BayStar, meanwhile, said it was introduced to SCO by Microsoft officials. "I would not have known about the existence of SCO, but for the introduction by Microsoft," BayStar President Lawrence Goldfarb said in an interview....

If any company were to worry about threats to intellectual property, it would be IBM, which holds more patents than any other firm in the world. But the company has staked a portion of its business on Linux, selling services and add-ons to other companies and institutions.... In its lawsuit against SCO, Red Hat -- the country's largest Linux distributor -- has asked a judge to declare Linux free of infringed code. Meanwhile, organizations such as the National Retail Foundation have issued statements that, based on their research, SCO's clams are groundless. As for SCO, it has had a rocky past few weeks. Its stock, which soared when it began its lawsuit campaign, has since dropped dramatically....

From my perspective, it seems very clear that SCO's lawsuits are without substantive, moral, or intellectual merit--however, you can never tell what judges and juries will do.

Perhaps the best way to think of what is really going on is this:

  1. A bunch of people led by Linux Torvalds are building Linux, largely because it is fun to do so and they gain programmer status by contributing to it.

------------------------------------------------------------

Task: Please carry on the passage about SCO's lawsuits, writing on from its final line. This data was drawn from a different source.

Labeled area outline entries:

------------------------------------------------------------

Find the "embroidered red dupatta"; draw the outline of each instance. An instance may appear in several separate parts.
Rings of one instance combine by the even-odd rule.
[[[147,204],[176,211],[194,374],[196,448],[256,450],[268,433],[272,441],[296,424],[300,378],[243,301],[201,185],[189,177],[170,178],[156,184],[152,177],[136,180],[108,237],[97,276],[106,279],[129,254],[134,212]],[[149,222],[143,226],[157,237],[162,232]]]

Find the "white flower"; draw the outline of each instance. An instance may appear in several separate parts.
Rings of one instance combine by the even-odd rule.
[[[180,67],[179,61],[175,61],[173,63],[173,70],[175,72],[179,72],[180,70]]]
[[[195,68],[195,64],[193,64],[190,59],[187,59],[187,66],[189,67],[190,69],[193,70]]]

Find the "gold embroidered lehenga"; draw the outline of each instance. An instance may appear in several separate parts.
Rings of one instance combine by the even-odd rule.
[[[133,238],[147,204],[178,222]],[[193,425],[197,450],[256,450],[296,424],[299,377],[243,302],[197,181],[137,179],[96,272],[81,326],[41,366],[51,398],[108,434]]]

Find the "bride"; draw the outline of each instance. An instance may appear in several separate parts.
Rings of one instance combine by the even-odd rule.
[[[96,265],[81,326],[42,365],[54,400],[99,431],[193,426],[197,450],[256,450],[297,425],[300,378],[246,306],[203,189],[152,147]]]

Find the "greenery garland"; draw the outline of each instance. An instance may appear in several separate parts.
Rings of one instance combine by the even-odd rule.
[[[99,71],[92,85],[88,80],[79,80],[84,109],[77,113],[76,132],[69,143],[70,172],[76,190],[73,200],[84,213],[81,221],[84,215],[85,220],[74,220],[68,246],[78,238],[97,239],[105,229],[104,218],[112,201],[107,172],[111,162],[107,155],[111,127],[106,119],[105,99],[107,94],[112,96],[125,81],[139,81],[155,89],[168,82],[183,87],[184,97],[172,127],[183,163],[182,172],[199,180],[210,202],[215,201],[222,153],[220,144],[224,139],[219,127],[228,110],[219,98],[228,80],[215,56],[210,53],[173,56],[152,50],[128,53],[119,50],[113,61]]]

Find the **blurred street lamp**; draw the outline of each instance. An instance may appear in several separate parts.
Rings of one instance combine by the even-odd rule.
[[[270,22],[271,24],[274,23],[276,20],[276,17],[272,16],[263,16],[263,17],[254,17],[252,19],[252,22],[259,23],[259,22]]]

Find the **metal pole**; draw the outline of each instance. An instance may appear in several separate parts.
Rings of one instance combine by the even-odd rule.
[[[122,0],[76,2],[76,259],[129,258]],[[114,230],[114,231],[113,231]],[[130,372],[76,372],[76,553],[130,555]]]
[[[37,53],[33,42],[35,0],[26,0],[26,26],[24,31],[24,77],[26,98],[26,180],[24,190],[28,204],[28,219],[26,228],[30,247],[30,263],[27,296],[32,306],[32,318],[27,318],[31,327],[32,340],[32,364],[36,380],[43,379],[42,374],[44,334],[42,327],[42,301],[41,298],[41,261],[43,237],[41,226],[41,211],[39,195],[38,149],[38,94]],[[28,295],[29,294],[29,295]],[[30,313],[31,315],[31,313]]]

------------------------------------------------------------

Right answer:
  2. A bunch of people--overlapping--want to see the end of the Microsoft near-monopoly over operating systems because they or their friends have been treated badly by Microsoft, and see Linux as a tool in that fight.
  3. A bunch of companies--led by IBM--want to see software prices fall so that they can make more money selling hardware and integration services, and see Linux as a tool in that fight, much as the Huns drove the Goths before them into the Roman Empire to soften it up.
  4. Microsoft wants to keep Linux from being a large-scale threat to its Windows business by any means necessary--and funding SCO is one.

Fortunes are at stake. The future evolution of software is at stake. And also at stake is the size of the tolls most of the rest of us will pay to Microsoft and Intel for access to the technologies of the information age. And the legal system is not set up to reach a rational decision.

Posted by DeLong at June 10, 2004 11:26 AM | TrackBack | | Other weblogs commenting on this post
Comments

A few of points here that weren't raised in Brad's text or the quoted article:

a) SCO has yet to publish or state publicly just what code is infringing. They claim that information is a trade secret. So, Linux developers are faced with the claim that they stole code somewhere, without any specific files and lines so they can verify this for themselves.

b) Linus and the other kernel hackers have publicly stated that any verifiable copyright violation will be removed and rewritten immediately upon receiving notification.

c) There was a major sell off of SCO stock by SCO executives and insiders while it was riding high. This led many to speculate that SCO was embarking on a 'pump and dump' scheme as part of the gain in their legal maneuvering.

d) During the course of the lawsuit SCO's CEO Darl McBride has continued to provide statements to the press (sometimes outright ridiculous and/or flat out wrong ones) in contradiction to what one would assume most legal advisors would recommend: shut up until after the trial is over.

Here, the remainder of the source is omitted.